In the blog post about Antony Flew and Carl Sagan below, copy word for word the passage from "Different religions believe" up to and including "not been invented.".
** Start of Page extract **
Monday, November 05, 2007

flew and sagan (and god)

Until reading, The Turning of an Atheist, in Sunday's NYT Magazine I hadn't heard of the name, Antony Flew. Now I have. It's quite interesting how this British philosopher has become something of a symbolic hot potato between atheists and deists.

I finished Carl Sagan's The Varieties of Scientific Experience: A Personal View of the Search for God. Like his other books, this one (a collection of his famous Gifford Lectures in 1985) is remarkable. Cerebral. Eloquent. Compassionate. Profound. I recommend this one highly. Though the passages I selected below illustrate just a glimpse of this fantastic compilation's beauty, I want to share some of the words said by Sagan that stood out to me. These are merely a sample, which alone don't do Sagan the justice deserved. One must read the entire book to appreciate it fully. In a time when it seems like compassion and reason are becoming increasingly pressed by extremism and indifference towards the welfare of our planet as a whole, Sagan's words are both poignant and much needed.

Different religions believe different things. There's a grab bag of religious alternatives. And there are clearly more combinations of alternatives than there are religions, even though there are something like a few thousand religions on the planet today. In the history of the world, there probably were many tens, maybe hundreds of thousands, if you think back to our hunter-gatherer ancestors when the typical human community was a hundred or so people. Back then there were as many religions as there were hunter-gatherer bands, although the differences between them were probably not all that great. But nobody knows, since, unfortunately, we have virtually no knowledge left of what our ancestors for the greatest part of the tenure of humans on this planet believed, because word-of-mouth tradition is inadequate and writing had not been invented.

So, considering this range of alternatives, one thing that comes to my mind is how striking it is that when someone has a religious-conversion experience, it is almost always to the religion or one of the religions that are mainly believed in his or her community. Because there are so many other possibilities. For example, it's very rare in the West that someone has a religious-conversion experience in which the principal deity has the head of an elephant and is painted blue. That is quite rare. But in India there is a blue, elephant-headed god that has many devotees. And seeing depictions of this god there is not so rare. How is it that the apparition of elephant gods is restricted to Indians and doesn't happen except in places where there is a strong Indian tradition? How is that apparitions of the Virgin Mary are common in the West but rarely occur in places in the East where there isn't a strong Christian tradition? Why don't the details of the religious belief cross over the cultural barriers? It is hard to explain unless the details are entirely determined by the local culture and have nothing to do with something that is externally valid.
** End of Page extract **
** Start of Data entries **
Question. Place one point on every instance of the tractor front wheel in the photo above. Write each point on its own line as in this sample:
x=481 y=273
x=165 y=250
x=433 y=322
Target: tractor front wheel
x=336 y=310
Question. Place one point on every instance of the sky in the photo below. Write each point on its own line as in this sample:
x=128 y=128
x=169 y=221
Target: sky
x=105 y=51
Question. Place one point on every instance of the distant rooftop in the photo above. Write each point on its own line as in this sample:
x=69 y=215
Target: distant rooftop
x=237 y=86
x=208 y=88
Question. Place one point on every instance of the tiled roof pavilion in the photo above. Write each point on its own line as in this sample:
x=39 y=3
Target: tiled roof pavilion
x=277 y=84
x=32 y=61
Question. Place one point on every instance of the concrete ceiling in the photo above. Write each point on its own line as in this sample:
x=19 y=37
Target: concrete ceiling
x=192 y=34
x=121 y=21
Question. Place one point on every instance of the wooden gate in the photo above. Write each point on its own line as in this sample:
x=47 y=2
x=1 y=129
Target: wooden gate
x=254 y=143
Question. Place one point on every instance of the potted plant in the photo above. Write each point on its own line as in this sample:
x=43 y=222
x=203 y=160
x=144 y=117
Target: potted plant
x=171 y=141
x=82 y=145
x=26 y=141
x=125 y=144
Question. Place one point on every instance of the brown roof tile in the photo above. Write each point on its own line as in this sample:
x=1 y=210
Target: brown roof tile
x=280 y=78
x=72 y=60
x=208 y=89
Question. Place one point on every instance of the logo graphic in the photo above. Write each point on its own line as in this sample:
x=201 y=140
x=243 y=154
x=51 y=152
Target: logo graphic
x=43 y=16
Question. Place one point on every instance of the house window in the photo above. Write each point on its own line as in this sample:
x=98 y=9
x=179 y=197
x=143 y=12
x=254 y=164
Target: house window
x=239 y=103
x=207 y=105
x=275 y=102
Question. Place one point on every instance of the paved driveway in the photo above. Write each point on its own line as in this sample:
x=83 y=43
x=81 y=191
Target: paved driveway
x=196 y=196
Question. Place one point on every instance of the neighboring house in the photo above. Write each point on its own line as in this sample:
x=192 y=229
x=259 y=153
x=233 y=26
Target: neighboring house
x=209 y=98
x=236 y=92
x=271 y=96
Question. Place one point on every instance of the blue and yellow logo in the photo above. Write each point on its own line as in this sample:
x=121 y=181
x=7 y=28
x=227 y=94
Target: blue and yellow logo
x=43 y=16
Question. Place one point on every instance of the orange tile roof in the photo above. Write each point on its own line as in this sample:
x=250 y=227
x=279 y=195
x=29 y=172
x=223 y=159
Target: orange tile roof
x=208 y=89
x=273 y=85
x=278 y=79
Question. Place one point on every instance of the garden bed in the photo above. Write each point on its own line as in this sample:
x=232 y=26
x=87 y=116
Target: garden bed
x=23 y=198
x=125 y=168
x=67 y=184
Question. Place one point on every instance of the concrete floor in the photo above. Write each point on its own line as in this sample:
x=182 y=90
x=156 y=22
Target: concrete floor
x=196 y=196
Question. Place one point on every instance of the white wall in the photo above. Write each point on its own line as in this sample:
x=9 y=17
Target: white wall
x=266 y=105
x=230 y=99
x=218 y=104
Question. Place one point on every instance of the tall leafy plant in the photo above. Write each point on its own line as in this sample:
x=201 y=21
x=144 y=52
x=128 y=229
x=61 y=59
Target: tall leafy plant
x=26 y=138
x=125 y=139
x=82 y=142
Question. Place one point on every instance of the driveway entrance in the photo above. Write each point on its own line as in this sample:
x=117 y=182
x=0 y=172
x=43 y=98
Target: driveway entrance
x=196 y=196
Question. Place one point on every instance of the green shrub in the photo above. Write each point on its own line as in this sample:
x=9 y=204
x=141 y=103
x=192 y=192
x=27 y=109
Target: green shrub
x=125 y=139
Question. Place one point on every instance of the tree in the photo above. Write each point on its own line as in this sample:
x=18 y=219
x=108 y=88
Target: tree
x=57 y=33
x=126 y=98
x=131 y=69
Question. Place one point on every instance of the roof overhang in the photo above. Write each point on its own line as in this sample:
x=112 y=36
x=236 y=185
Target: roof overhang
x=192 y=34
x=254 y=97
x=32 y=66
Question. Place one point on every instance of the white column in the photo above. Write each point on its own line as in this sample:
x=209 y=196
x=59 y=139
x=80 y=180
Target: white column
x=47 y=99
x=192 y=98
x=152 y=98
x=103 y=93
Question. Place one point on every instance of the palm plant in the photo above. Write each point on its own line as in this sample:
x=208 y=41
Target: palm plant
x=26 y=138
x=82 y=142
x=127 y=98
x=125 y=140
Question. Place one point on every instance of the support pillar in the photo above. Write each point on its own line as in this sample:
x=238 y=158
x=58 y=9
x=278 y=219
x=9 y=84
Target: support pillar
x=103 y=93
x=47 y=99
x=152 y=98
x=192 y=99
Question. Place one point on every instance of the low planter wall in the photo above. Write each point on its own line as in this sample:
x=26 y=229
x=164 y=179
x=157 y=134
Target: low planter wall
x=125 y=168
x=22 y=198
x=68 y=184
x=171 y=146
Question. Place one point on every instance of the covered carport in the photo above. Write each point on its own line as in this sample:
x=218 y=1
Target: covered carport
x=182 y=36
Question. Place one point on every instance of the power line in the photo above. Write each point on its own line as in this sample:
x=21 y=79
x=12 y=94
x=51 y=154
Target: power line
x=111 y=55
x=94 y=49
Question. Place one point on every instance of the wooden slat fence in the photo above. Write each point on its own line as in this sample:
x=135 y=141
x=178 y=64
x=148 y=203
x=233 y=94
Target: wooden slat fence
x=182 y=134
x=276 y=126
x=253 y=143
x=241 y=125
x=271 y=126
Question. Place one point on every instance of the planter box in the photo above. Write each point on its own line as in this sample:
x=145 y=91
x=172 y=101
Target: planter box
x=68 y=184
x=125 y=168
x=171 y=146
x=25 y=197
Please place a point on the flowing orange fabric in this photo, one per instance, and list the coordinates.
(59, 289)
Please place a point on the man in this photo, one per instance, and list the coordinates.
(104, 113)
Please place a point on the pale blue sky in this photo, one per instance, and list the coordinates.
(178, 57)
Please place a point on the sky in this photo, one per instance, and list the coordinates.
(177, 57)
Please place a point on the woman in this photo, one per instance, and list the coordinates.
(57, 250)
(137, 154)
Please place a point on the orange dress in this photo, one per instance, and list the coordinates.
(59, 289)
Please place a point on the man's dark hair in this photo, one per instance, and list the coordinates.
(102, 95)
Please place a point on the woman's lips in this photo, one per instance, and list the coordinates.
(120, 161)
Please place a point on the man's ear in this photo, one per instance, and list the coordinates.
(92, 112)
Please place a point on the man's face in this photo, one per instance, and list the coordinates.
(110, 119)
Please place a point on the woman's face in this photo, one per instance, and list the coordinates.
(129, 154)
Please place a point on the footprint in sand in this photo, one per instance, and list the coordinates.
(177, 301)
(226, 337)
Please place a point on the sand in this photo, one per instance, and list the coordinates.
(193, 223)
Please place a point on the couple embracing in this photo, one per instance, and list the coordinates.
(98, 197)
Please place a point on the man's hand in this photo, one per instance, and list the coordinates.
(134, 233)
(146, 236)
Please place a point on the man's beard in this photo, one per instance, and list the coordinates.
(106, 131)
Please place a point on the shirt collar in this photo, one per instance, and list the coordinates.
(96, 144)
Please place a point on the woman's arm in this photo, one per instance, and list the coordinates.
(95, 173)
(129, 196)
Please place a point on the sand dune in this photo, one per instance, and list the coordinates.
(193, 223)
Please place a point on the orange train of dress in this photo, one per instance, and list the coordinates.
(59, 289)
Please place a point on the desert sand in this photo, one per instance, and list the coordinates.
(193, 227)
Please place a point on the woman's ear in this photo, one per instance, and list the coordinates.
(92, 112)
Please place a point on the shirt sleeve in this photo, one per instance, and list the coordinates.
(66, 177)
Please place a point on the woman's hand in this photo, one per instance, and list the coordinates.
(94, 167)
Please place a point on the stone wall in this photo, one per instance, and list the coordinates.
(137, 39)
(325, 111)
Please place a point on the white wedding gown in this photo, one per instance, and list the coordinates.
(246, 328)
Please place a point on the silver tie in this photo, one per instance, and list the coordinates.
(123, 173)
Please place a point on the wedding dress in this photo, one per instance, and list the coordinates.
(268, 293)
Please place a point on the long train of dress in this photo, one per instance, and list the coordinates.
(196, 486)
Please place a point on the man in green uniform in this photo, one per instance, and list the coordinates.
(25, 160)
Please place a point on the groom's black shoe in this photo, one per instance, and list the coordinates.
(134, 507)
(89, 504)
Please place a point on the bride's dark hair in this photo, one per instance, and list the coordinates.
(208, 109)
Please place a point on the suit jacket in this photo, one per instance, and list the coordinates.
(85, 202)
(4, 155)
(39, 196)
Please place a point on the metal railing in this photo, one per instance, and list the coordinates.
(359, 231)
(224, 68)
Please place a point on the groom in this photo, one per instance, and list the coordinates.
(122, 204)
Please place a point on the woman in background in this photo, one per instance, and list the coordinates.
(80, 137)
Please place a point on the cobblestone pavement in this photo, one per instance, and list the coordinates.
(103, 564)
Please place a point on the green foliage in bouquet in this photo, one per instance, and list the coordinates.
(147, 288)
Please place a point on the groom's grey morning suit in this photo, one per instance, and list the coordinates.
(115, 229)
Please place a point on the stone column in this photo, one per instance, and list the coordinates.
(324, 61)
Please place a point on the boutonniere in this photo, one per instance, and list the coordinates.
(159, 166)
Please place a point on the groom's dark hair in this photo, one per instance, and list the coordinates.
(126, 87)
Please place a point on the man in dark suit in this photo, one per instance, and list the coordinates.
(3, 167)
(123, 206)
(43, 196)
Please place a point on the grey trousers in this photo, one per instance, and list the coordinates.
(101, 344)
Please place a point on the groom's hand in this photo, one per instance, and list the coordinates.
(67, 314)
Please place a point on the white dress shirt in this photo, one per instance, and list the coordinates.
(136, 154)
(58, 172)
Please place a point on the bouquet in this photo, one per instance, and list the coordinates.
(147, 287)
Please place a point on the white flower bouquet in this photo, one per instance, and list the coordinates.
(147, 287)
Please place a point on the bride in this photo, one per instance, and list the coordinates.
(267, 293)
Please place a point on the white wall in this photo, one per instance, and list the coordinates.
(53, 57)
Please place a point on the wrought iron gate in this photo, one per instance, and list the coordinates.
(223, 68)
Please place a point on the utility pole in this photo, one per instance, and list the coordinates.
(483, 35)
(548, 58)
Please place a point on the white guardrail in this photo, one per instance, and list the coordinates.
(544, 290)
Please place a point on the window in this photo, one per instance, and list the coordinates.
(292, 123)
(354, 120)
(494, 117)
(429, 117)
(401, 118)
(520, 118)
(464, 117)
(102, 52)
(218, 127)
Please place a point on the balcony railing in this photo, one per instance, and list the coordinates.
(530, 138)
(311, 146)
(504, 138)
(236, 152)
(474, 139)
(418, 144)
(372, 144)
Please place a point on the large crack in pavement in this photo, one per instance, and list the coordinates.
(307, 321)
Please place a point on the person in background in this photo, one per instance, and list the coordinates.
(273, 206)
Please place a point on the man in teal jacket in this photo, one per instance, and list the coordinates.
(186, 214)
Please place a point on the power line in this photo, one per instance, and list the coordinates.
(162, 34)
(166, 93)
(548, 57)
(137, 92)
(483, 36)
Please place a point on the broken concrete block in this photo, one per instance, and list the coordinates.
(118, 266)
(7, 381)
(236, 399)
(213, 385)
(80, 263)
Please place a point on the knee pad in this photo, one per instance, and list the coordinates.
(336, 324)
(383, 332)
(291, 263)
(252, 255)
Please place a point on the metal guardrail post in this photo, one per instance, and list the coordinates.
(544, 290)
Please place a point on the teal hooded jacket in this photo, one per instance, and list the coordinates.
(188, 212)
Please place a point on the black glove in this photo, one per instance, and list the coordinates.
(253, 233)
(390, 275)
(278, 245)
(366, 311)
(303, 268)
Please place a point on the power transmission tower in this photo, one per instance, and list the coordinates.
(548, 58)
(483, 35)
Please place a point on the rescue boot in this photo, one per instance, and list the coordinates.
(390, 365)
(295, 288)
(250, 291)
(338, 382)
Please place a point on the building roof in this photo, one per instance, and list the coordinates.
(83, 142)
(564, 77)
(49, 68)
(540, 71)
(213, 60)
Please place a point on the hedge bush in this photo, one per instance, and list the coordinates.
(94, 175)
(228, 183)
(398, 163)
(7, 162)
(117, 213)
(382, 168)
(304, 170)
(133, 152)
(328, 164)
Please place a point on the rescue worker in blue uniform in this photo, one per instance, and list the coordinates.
** End of Data entries **
**The completed task**.
Different religions believe different things. There's a grab bag of religious alternatives. And there are clearly more combinations of alternatives than there are religions, even though there are something like a few thousand religions on the planet today. In the history of the world, there probably were many tens, maybe hundreds of thousands, if you think back to our hunter-gatherer ancestors when the typical human community was a hundred or so people. Back then there were as many religions as there were hunter-gatherer bands, although the differences between them were probably not all that great. But nobody knows, since, unfortunately, we have virtually no knowledge left of what our ancestors for the greatest part of the tenure of humans on this planet believed, because word-of-mouth tradition is inadequate and writing had not been invented.